» **What the task requires**
Repeat the listing that follows exactly, please.

» **Given information**

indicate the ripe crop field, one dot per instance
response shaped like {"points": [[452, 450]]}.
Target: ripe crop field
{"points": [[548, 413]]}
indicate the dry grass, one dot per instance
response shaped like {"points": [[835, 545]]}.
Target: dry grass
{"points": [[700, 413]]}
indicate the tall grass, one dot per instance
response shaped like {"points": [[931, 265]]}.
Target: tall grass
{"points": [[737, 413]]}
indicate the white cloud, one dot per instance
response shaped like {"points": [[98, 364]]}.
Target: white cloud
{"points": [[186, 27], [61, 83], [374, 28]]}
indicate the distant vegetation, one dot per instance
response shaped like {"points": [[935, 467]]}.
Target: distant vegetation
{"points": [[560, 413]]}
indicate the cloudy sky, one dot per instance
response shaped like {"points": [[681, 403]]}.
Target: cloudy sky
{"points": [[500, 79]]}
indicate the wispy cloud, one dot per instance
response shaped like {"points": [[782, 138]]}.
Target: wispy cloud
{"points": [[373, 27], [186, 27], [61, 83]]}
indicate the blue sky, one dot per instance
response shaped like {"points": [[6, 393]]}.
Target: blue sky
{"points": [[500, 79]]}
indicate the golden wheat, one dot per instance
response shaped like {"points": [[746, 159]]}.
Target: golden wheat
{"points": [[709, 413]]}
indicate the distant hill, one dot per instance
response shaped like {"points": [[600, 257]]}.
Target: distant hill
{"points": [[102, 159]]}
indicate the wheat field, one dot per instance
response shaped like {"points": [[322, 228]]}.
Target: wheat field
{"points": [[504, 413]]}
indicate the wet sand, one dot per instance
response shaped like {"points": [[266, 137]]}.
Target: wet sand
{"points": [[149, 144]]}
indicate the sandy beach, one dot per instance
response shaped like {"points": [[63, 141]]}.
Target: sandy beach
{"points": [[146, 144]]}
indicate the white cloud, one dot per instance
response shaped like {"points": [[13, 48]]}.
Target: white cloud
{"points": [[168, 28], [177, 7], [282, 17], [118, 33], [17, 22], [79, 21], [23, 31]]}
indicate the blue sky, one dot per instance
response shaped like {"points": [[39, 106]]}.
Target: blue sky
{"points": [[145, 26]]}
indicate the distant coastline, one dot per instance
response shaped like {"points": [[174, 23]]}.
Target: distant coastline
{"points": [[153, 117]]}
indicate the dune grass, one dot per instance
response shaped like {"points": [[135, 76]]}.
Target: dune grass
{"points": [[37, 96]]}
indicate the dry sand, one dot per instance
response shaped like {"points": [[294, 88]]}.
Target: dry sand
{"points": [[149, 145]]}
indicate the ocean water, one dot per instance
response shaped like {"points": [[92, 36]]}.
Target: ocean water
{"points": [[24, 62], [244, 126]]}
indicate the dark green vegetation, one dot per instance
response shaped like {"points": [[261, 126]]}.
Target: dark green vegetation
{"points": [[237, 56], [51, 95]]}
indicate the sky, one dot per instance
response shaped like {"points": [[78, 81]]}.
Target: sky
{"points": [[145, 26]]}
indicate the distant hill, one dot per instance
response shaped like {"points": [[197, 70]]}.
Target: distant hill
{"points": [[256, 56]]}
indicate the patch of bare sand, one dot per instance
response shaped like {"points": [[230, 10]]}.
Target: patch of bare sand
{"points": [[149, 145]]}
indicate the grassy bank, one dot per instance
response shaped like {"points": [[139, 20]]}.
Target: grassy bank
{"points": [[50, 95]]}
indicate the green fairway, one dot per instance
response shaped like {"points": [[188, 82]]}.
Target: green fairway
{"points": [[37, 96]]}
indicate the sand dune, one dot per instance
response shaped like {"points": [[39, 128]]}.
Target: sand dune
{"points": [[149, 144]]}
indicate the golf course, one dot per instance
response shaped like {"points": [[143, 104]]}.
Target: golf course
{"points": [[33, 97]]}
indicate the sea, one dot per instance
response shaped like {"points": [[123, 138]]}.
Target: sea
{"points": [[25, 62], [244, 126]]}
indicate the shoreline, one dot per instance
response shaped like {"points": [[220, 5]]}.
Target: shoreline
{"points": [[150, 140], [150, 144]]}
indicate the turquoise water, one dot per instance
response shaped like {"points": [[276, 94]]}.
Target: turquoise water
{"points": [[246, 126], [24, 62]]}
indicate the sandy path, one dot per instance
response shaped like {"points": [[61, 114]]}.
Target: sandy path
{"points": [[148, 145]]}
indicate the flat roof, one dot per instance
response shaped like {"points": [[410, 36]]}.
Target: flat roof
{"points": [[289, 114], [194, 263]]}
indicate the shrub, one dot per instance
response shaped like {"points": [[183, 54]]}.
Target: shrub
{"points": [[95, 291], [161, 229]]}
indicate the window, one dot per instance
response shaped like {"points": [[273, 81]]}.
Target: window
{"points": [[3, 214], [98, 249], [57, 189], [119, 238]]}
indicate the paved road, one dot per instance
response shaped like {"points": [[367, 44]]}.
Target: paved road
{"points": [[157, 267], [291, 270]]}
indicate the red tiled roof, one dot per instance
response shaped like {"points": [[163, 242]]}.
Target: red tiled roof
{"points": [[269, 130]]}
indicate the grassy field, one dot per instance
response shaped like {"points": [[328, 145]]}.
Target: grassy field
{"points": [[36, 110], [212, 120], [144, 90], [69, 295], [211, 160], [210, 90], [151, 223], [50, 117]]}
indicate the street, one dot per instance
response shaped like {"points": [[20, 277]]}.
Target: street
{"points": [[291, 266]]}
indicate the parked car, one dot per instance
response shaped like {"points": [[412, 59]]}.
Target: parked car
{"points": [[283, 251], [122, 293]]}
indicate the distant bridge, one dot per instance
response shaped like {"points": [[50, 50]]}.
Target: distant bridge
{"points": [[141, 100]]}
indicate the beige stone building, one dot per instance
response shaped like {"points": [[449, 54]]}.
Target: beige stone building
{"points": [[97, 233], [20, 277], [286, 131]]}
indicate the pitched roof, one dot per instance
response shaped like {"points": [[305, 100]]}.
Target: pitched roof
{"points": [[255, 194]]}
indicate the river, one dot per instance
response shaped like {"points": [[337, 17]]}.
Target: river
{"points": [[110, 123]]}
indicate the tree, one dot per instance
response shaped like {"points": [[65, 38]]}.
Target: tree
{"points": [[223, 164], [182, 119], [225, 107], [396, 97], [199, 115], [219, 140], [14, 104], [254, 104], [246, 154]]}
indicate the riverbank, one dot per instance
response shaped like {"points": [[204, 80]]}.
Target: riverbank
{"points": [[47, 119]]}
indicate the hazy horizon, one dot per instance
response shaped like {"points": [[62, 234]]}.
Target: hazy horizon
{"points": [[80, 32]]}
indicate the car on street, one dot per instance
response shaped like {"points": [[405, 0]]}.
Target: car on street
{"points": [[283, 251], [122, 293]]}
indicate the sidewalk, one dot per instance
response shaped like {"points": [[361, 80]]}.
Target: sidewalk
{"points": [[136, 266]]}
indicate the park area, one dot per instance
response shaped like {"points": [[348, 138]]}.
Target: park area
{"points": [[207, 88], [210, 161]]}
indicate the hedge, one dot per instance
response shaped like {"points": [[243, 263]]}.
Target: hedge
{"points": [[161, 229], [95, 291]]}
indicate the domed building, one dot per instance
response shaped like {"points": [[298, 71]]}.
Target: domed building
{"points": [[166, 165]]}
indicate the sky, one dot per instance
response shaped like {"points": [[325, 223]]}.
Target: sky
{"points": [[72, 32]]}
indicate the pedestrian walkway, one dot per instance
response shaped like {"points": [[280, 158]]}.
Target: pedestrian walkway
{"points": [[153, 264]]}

» **Task response**
indicate the ripe crop field, one dot per instance
response shaped like {"points": [[452, 450]]}.
Target: ripe crop field
{"points": [[548, 413]]}
indicate the dry grass, one dot per instance
response shaped like {"points": [[835, 545]]}.
Target: dry grass
{"points": [[700, 413]]}
indicate the tall grass, one dot per instance
response shaped like {"points": [[931, 265]]}.
Target: tall grass
{"points": [[737, 413]]}
indicate the white cloud, one dot per instance
response shaped like {"points": [[98, 364]]}.
Target: white cloud
{"points": [[186, 27], [61, 83], [374, 28]]}
indicate the distant vegetation, one dot per instance
response shaped like {"points": [[935, 467]]}.
Target: distant vegetation
{"points": [[560, 413]]}
indicate the cloudy sky, one dot per instance
response shaped like {"points": [[681, 403]]}.
Target: cloudy sky
{"points": [[500, 79]]}
indicate the wispy cloud, one dot per instance
response shaped like {"points": [[782, 138]]}.
Target: wispy cloud
{"points": [[373, 27], [186, 27], [61, 83]]}
indicate the blue sky, one dot per instance
response shaped like {"points": [[6, 393]]}.
Target: blue sky
{"points": [[500, 79]]}
indicate the golden wheat, one dot per instance
response shaped like {"points": [[746, 159]]}.
Target: golden wheat
{"points": [[709, 413]]}
indicate the distant hill, one dot per instance
response shaped like {"points": [[600, 257]]}.
Target: distant hill
{"points": [[102, 159]]}
indicate the wheat field, one dot per instance
response shaped like {"points": [[322, 228]]}.
Target: wheat field
{"points": [[504, 413]]}
indicate the wet sand, one dot per instance
response shaped like {"points": [[266, 137]]}.
Target: wet sand
{"points": [[149, 144]]}
indicate the sandy beach, one dot per instance
response shaped like {"points": [[63, 141]]}.
Target: sandy beach
{"points": [[146, 144]]}
indicate the white cloud, one dot per instance
response shaped like {"points": [[13, 48]]}.
Target: white cloud
{"points": [[168, 28], [177, 7], [282, 17], [118, 33], [17, 22], [79, 21], [23, 31]]}
indicate the blue sky, one dot per instance
response shaped like {"points": [[39, 106]]}.
Target: blue sky
{"points": [[145, 26]]}
indicate the distant coastline, one dot per instance
response shaped like {"points": [[174, 23]]}.
Target: distant coastline
{"points": [[153, 117]]}
indicate the dune grass, one dot per instance
response shaped like {"points": [[135, 76]]}.
Target: dune grass
{"points": [[37, 96]]}
indicate the dry sand, one dot per instance
response shaped like {"points": [[294, 88]]}.
Target: dry sand
{"points": [[149, 145]]}
indicate the ocean water, one dot per instance
response shaped like {"points": [[92, 36]]}.
Target: ocean water
{"points": [[24, 62], [244, 126]]}
indicate the dark green vegetation, one dot per instance
response shaped like {"points": [[261, 126]]}.
Target: dark green vegetation
{"points": [[237, 56], [51, 95]]}
indicate the sky, one dot per instance
response shaped like {"points": [[78, 81]]}.
Target: sky
{"points": [[145, 26]]}
indicate the distant hill, one dot per instance
response shaped like {"points": [[197, 70]]}.
Target: distant hill
{"points": [[256, 56]]}
indicate the patch of bare sand, one dot per instance
response shaped like {"points": [[230, 10]]}.
Target: patch of bare sand
{"points": [[149, 145]]}
indicate the grassy bank, one dot per instance
response shaped like {"points": [[139, 20]]}.
Target: grassy bank
{"points": [[50, 95]]}
indicate the green fairway, one dot per instance
response shaped like {"points": [[188, 82]]}.
Target: green fairway
{"points": [[37, 96]]}
indicate the sand dune, one dot per instance
response shaped like {"points": [[39, 128]]}.
Target: sand dune
{"points": [[149, 144]]}
indicate the golf course, one dot per instance
response shaped like {"points": [[143, 104]]}.
Target: golf course
{"points": [[33, 97]]}
indicate the sea, one dot per instance
response shaped like {"points": [[123, 138]]}.
Target: sea
{"points": [[25, 62], [244, 126]]}
indicate the shoreline, one dot per instance
response shaped like {"points": [[220, 5]]}.
Target: shoreline
{"points": [[150, 140], [150, 144]]}
indicate the turquoise water, one dot per instance
response shaped like {"points": [[276, 94]]}.
Target: turquoise water
{"points": [[246, 126], [24, 62]]}
indicate the sandy path, one dot per instance
response shaped like {"points": [[61, 114]]}.
Target: sandy path
{"points": [[148, 145]]}
indicate the flat roof, one dot per instance
response shaped like {"points": [[410, 36]]}.
Target: flat roof
{"points": [[289, 114], [194, 263]]}
indicate the shrub, one dot per instance
response shaped like {"points": [[183, 54]]}.
Target: shrub
{"points": [[95, 291], [161, 229]]}
indicate the window, one dot per instance
response shaped like {"points": [[273, 81]]}.
Target: window
{"points": [[3, 214], [98, 249], [57, 189], [119, 238]]}
indicate the paved road, one dot per instance
response shaped like {"points": [[367, 44]]}.
Target: paved road
{"points": [[157, 267], [291, 270]]}
indicate the red tiled roof, one dot per instance
response shaped like {"points": [[163, 242]]}.
Target: red tiled roof
{"points": [[269, 130]]}
indicate the grassy field, one dot per instance
response shaped like {"points": [[328, 145]]}.
Target: grassy field
{"points": [[36, 110], [212, 120], [144, 90], [69, 295], [211, 160], [210, 90], [151, 223], [50, 117]]}
indicate the street, one dot per instance
response shaped like {"points": [[20, 277]]}.
Target: street
{"points": [[291, 266]]}
indicate the parked car, one dot per instance
response shaped like {"points": [[412, 59]]}.
Target: parked car
{"points": [[283, 251], [122, 293]]}
indicate the distant bridge, one dot per instance
response shaped like {"points": [[50, 50]]}.
Target: distant bridge
{"points": [[141, 100]]}
indicate the beige stone building, one dot per instance
response shaped like {"points": [[449, 54]]}.
Target: beige stone building
{"points": [[97, 233], [20, 277], [286, 131]]}
indicate the pitched roof, one dot per instance
response shaped like {"points": [[305, 100]]}.
Target: pitched roof
{"points": [[255, 194]]}
indicate the river, one dot per instance
response shaped like {"points": [[337, 17]]}.
Target: river
{"points": [[110, 123]]}
indicate the tree, one dot per instance
response shaped like {"points": [[65, 38]]}.
Target: tree
{"points": [[223, 164], [182, 119], [225, 107], [396, 97], [199, 115], [219, 140], [14, 104], [254, 104], [246, 154]]}
indicate the riverbank, one dot per instance
response shaped like {"points": [[204, 80]]}.
Target: riverbank
{"points": [[47, 119]]}
indicate the hazy horizon, one dot per instance
response shaped like {"points": [[62, 234]]}.
Target: hazy horizon
{"points": [[80, 32]]}
indicate the car on street, one dot per instance
response shaped like {"points": [[405, 0]]}.
Target: car on street
{"points": [[283, 251], [122, 293]]}
indicate the sidewalk, one dot per instance
response shaped like {"points": [[361, 80]]}.
Target: sidewalk
{"points": [[136, 266]]}
indicate the park area, one dot per instance
response shaped like {"points": [[348, 138]]}.
Target: park area
{"points": [[207, 88], [210, 161]]}
indicate the hedge, one dot per instance
response shaped like {"points": [[243, 263]]}.
Target: hedge
{"points": [[161, 229], [95, 291]]}
indicate the domed building, one dot per instance
response shaped like {"points": [[298, 71]]}.
Target: domed building
{"points": [[166, 165]]}
indicate the sky, one dot per instance
response shaped like {"points": [[325, 223]]}.
Target: sky
{"points": [[72, 32]]}
indicate the pedestrian walkway, one dot per instance
response shaped like {"points": [[280, 158]]}.
Target: pedestrian walkway
{"points": [[153, 264]]}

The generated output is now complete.